» PROBLEM REQUIREMENTS
Copy out the lines of the listing below word for word, starting at the line that contains "of the teal" and continuing through the final line of the listing.

» INFORMATION GIVEN

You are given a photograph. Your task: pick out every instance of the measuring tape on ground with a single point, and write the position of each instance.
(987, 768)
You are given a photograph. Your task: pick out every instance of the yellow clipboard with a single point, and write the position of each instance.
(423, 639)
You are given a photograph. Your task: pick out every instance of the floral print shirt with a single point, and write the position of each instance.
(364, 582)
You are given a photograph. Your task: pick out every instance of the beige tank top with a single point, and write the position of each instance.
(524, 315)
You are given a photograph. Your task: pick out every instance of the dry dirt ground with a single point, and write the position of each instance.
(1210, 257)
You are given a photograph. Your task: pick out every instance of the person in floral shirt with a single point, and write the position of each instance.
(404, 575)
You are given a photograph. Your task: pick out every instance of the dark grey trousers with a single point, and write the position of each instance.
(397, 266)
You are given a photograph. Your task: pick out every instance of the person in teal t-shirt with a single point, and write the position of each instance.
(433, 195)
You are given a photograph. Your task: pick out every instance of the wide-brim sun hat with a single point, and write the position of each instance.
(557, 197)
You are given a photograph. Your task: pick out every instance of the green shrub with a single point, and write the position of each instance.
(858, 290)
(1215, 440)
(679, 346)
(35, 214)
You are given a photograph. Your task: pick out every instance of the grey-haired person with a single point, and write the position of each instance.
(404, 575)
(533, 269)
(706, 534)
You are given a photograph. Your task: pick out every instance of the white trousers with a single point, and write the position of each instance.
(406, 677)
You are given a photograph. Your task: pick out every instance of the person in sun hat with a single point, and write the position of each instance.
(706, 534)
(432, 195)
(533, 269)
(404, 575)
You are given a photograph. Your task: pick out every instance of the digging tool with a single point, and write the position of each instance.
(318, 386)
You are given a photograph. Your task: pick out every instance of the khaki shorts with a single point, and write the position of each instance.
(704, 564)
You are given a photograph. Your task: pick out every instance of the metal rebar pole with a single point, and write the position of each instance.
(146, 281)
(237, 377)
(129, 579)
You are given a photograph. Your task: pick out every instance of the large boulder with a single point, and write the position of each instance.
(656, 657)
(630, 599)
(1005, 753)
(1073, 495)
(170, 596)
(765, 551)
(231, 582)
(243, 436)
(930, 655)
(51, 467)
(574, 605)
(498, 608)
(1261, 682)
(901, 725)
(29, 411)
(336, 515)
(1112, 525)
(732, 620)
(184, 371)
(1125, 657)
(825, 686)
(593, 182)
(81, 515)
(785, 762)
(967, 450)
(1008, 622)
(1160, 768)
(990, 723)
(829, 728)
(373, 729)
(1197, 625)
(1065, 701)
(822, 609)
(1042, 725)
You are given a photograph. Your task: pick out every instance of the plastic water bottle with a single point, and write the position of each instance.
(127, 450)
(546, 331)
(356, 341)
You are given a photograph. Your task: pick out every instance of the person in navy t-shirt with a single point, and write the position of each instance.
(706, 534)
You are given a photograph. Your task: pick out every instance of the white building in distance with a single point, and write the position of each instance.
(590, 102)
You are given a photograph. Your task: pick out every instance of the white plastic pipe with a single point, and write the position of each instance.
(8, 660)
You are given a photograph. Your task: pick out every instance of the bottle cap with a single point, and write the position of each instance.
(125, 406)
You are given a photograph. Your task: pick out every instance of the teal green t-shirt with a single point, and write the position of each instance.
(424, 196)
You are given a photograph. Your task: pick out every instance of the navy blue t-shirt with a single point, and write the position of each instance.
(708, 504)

» EXERCISE RESULT
You are given a photograph. Your task: pick out every instance of the teal green t-shirt with a single point, and write the position of each instance.
(424, 196)
You are given a photograph. Your task: pick out every instance of the navy blue t-shirt with a single point, and write the position of each instance.
(708, 504)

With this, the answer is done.